We just witnessed Game 5 of the Eastern Conference Finals series between the Boston Celtics and Miami Heat. Facing elimination, doubts and the cloud of a 3-1 series deficit, the Celtics responded and won, 121-108, to keep their season alive.
It’s been an interesting match-up as it has given us a wide share of ups and downs from both squads, as well all-around hard-nosed basketball. We should continue seeing the crazy trends moving forward.
Here are my takeaways from the game:
Jayson Tatum and Jaylen Brown will dominate the league together
We’re in an era where superstar tandems are the “in” thing again, and though the Celtics currently have a second-tier type of trio more than anything, with Tatum, Brown, and Kemba Walker, their two rising stars are looking really, really good.
Tatum, 22, and Brown, 23, are young and have a ton of time to further polish their games, which is scary when you consider what they’re already doing. Their 1-2 punch can only be more explosive, and I hope the league has already been put on notice.
The ‘Two Jays’ lit up the Heat defense in Game 5 as they combined for 59 points on 20-for-37 shooting. Tatum, who scored a game-high 31, had 17 in the third quarter, while Brown had 18 of his 28 in the second half.

PROVIDED MATERIAL:
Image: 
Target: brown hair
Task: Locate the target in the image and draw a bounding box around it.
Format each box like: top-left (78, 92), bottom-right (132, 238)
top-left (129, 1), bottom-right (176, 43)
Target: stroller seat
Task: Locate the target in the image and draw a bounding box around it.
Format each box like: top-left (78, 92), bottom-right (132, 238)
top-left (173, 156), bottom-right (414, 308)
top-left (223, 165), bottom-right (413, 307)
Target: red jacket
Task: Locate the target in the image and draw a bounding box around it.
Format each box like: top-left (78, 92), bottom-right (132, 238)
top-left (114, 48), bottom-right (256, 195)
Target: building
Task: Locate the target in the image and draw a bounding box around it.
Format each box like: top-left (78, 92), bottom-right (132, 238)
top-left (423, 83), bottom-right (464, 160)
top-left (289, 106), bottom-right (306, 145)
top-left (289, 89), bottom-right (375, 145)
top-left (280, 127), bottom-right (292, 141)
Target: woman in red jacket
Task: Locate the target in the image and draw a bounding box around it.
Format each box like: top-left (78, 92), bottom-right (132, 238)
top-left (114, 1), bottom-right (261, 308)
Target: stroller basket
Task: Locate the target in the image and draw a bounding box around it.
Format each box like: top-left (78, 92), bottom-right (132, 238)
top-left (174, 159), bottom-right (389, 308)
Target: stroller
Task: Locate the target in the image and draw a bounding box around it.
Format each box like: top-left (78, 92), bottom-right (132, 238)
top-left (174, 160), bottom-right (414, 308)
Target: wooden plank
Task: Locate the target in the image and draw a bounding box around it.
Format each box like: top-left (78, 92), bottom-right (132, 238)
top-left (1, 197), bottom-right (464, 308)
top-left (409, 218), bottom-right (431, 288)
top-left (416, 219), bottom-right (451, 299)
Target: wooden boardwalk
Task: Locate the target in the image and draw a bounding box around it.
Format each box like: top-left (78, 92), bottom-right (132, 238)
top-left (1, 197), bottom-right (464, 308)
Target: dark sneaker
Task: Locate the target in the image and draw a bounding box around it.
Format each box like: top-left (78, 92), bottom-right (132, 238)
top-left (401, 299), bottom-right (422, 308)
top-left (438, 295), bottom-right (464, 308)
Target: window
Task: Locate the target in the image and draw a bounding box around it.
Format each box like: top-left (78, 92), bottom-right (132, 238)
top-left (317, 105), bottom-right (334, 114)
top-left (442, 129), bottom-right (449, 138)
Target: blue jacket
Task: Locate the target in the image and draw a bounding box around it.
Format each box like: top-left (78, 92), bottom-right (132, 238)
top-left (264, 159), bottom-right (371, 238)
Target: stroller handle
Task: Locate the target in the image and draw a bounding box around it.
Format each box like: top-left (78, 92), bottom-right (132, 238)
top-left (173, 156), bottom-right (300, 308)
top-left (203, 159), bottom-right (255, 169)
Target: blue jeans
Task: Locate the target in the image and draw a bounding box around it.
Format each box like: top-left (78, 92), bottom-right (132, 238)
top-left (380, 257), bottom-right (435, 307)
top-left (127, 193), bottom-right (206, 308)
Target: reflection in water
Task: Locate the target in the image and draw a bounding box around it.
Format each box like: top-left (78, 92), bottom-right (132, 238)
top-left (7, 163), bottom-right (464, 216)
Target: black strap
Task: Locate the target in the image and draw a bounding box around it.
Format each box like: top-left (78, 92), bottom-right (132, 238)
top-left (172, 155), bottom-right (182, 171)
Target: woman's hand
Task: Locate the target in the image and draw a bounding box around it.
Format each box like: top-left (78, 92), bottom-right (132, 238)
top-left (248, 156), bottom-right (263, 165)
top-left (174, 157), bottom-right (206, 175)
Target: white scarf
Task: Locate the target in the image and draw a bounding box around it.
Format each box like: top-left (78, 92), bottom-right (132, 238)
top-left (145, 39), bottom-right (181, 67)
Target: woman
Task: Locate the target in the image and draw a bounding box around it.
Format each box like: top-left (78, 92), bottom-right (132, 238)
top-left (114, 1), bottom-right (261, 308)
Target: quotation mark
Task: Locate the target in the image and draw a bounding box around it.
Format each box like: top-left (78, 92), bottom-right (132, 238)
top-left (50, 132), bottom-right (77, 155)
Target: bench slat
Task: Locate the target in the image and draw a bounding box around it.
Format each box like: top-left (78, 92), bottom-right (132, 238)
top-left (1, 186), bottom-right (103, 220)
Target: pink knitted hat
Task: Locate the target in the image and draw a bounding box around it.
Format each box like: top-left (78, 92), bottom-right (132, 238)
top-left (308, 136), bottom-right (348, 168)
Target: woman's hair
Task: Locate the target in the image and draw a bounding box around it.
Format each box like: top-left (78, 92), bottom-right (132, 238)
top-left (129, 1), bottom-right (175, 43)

TASK ITEM:
Decide whether each statement agrees with the Game 5 recap, answering yes or no and quoting the deciding words: (a) The Celtics won Game 5 by a score of 121-108. (b) Jaylen Brown is 22 years old. (c) Tatum and Brown scored 59 points between them in Game 5. The material comes from a separate source.

WRITTEN RESPONSE:
(a) Yes: "the Celtics responded and won, 121-108"
(b) No: "Tatum, 22, and Brown, 23"
(c) Yes: "they combined for 59 points on 20-for-37 shooting"